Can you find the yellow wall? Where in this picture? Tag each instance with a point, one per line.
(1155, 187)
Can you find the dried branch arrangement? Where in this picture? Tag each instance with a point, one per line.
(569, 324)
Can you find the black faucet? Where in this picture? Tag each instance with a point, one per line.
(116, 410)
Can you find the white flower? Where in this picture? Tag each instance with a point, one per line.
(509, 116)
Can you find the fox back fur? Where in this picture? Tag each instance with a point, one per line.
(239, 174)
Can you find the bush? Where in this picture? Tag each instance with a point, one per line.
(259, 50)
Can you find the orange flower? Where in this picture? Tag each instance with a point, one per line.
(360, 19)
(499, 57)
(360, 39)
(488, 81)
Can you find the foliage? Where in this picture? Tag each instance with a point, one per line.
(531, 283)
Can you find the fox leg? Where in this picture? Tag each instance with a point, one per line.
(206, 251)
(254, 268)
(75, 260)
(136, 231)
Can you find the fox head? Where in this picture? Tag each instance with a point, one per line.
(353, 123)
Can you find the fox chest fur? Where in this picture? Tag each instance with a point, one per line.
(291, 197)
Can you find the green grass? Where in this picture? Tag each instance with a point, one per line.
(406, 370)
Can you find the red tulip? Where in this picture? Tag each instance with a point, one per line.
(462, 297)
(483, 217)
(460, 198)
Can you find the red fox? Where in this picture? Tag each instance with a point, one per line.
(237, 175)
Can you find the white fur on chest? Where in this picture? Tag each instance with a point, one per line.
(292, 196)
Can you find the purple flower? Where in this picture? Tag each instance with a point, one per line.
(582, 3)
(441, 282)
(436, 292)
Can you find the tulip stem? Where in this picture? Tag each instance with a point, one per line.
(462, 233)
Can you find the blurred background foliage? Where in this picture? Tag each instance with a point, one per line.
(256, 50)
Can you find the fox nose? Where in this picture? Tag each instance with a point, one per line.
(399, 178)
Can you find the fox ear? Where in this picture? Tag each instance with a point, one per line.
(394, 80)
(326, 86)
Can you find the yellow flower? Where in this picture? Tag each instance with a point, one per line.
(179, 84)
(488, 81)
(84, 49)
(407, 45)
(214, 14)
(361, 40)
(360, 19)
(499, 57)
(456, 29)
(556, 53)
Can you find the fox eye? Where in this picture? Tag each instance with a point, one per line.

* _Problem details_:
Shift every point coordinate by adding 122 to each number, rewriting the records starting at the line that contains "Can you find the tulip" and ending at the last line of the records. Copy the lines without coordinates unchanged.

* _Output for this exercise_:
Can you find the tulip stem? Where in this picture? Tag each instance with a point, one per line.
(584, 355)
Can you find the blurred background foliage? Where in this picture? Tag each instance with a point, one per line.
(378, 172)
Can you find the fox nose? Where in this picture? Tag each instance with a point, one per line.
(521, 300)
Can you find the fox ear? Where in this picture? Tag each instance with a point, one per line.
(516, 202)
(448, 208)
Can you find the yellow flower? Where in this picture? Tag each instance with a point, one per line.
(301, 206)
(610, 203)
(206, 171)
(529, 167)
(336, 136)
(483, 162)
(482, 141)
(621, 179)
(578, 151)
(678, 175)
Can you find the fox eye? Where in this picture? Tag each instance with a point, one per line.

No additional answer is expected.